EXERCISE
Copy every line of the data below without changing a character, and leave the pictures out.

DATA
====================
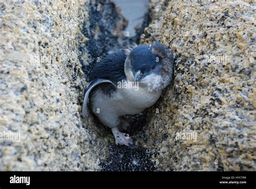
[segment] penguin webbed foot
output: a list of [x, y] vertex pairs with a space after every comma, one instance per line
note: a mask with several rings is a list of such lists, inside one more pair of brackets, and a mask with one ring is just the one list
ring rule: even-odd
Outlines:
[[117, 145], [125, 145], [130, 147], [134, 146], [132, 138], [130, 137], [128, 134], [121, 132], [117, 127], [112, 129], [112, 132]]

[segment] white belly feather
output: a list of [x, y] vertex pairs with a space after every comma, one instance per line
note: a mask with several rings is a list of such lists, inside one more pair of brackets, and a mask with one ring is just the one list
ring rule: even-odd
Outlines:
[[114, 113], [118, 116], [137, 114], [153, 105], [161, 93], [161, 91], [148, 92], [145, 87], [139, 87], [138, 90], [119, 89], [109, 97], [100, 91], [97, 91], [92, 97], [92, 110], [95, 113], [98, 110], [99, 114]]

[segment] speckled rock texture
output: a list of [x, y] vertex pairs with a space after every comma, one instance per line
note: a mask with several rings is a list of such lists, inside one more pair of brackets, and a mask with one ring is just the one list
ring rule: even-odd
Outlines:
[[161, 171], [256, 170], [255, 4], [212, 2], [150, 3], [140, 43], [172, 51], [174, 80], [138, 136]]
[[1, 1], [0, 132], [21, 140], [0, 141], [0, 170], [99, 170], [106, 143], [80, 117], [89, 3]]

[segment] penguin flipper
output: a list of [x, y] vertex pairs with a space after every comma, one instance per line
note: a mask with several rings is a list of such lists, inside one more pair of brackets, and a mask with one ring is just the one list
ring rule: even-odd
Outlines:
[[86, 104], [87, 101], [88, 100], [88, 98], [89, 97], [90, 92], [91, 92], [91, 91], [92, 90], [92, 89], [93, 89], [95, 86], [103, 83], [111, 83], [112, 85], [114, 85], [113, 83], [110, 80], [106, 79], [95, 79], [90, 82], [89, 85], [85, 89], [85, 94], [84, 95], [84, 102], [83, 104], [83, 109], [82, 111], [82, 114], [83, 116], [83, 117], [85, 118], [87, 114]]

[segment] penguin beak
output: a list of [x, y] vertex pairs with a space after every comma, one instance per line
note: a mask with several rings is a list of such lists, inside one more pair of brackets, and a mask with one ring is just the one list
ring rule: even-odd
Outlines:
[[140, 79], [142, 79], [142, 74], [140, 72], [140, 71], [139, 70], [135, 74], [134, 79], [134, 82], [139, 82]]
====================
THE SOLUTION
[segment] penguin webbed foot
output: a list of [x, y] vertex pairs with a space after every comma, one instance per line
note: a mask with several rings is a list of such lists, inside one more pair of brackets, and a mask with one ring is just the one list
ring rule: even-odd
Outlines:
[[117, 145], [125, 145], [130, 147], [134, 146], [132, 138], [130, 137], [128, 134], [121, 132], [117, 127], [112, 129], [112, 132]]

[segment] white belly feather
output: a list of [x, y] vertex pairs with a space after every comma, one instance per line
note: a mask with several rings is a list of such lists, inside one more pair of brackets, and a mask with one ring is just the one list
ring rule: even-odd
Outlines:
[[114, 113], [118, 116], [137, 114], [153, 105], [161, 93], [161, 91], [148, 92], [145, 87], [139, 87], [138, 90], [119, 89], [109, 97], [100, 91], [97, 91], [92, 97], [92, 110], [95, 113], [98, 110], [99, 114]]

[segment] speckled rock texture
output: a list of [x, y] vertex pairs with a space after every comma, one instance per line
note: a mask with several rings is a list of such lists, inside one more pair of brackets, and a mask with one ring is just the one list
ring rule: even-odd
Outlines:
[[161, 171], [256, 170], [255, 4], [212, 2], [150, 3], [140, 43], [172, 51], [174, 80], [138, 136]]
[[1, 1], [0, 132], [21, 140], [0, 141], [0, 170], [99, 170], [106, 143], [80, 117], [89, 3]]

[segment] penguin flipper
output: a list of [x, y] vertex pairs with a space after every comma, one instance per line
note: a mask with several rings is a list of such lists, inside one more pair of brackets, and a mask with one ring is just the one list
ring rule: even-odd
Outlines:
[[86, 104], [87, 101], [88, 100], [88, 98], [89, 97], [90, 92], [91, 92], [91, 91], [92, 90], [92, 89], [93, 89], [95, 86], [103, 83], [111, 83], [112, 85], [114, 85], [113, 83], [110, 80], [106, 79], [95, 79], [90, 82], [89, 85], [85, 89], [85, 94], [84, 95], [84, 102], [83, 104], [83, 109], [82, 111], [82, 114], [83, 116], [83, 117], [85, 118], [87, 114]]

[segment] penguin beak
output: a list of [x, y] vertex pairs with a space after every comma, one instance per line
note: a mask with several rings is a list of such lists, inside one more pair of brackets, and a mask with one ring is just the one list
ring rule: even-odd
Outlines:
[[140, 79], [142, 79], [142, 74], [140, 72], [140, 71], [139, 70], [135, 74], [134, 79], [134, 82], [139, 82]]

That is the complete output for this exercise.